Continue the court passage on the plaintiff's section 1983 claim for pre-conviction jailtime credit from its last sentence.
--- START OF Text section ---
Further, plaintiff's claims against all the defendants except defendant BICHEL, are premised on the assumption that plaintiff is, in fact, entitled to credit for his pre-conviction jailtime; however, that determination has never been made. Any section 1983 claim which attacks the unconstitutionality of a conviction or imprisonment, as the case may be, does not accrue until that conviction or sentence has been "reversed on direct appeal, expunged by executive order, declared invalid by a state tribunal authorized to make such determination, or called into question by a federal court's issuance of a writ of habeas corpus." Wells v. Banner, 45 F.3d 90, 94 (5th Cir. 1995) (quoting Heck v. Humphrey, 512 U.S. 477, 114 S.Ct. 2364, 2372, 129 L.Ed.2d 383 (1994). Plaintiff repeatedly argues he has utilized all other avenues for relief without success and that a civil rights claim with a request for injunctive relief is his last opportunity to present his claim of wrongly uncredited jailtime.
--- END OF Text section ---
--- START OF Information shown ---
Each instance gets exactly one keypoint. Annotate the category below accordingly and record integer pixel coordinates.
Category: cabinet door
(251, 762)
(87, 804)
--- END OF Information shown ---
#### [Output for this task]
Although some circuits have concluded from language in the concurring and dissenting opinions in Spencer v. Kemna, 523 U.S. 1, 118 S.Ct. 978, 140 L.Ed.2d 43 (1998) that the Supreme Court, if presented with the question, would relax strict application of the Heck favorable termination requirement for plaintiff's who have no procedural vehicle to challenge their conviction, the Fifth Circuit has examined this issue and has decided to leave to the Supreme Court "the prerogative of overruling its own decisions." Randell v. Johnson, 227 F.3d 300, 301 (5th Cir. 2000) (quoting Agostini v. Felton, 521 U.S. 203, 237, 117 S.Ct. 1997, 2017, 138 L.Ed.2d 391 (1997). Instead, the Fifth Circuit has determined the unavailability of habeas relief does not excuse the Heck requirement of favorable termination in a section 1983 claim calling into question a conviction or unconstitutional confinement. Randell v. Johnson, 227 F.3d 300, 301 (5th Cir. 2000). Consequently, plaintiff's claims against defendants CARSON COUNTY, STUART MESSER, MIKE BRITTEN, KENNETH WARE, JERRY STRAWN, KEVEIN HOWELL, and G. ROBERTSON do not state a claim on which relief can be granted.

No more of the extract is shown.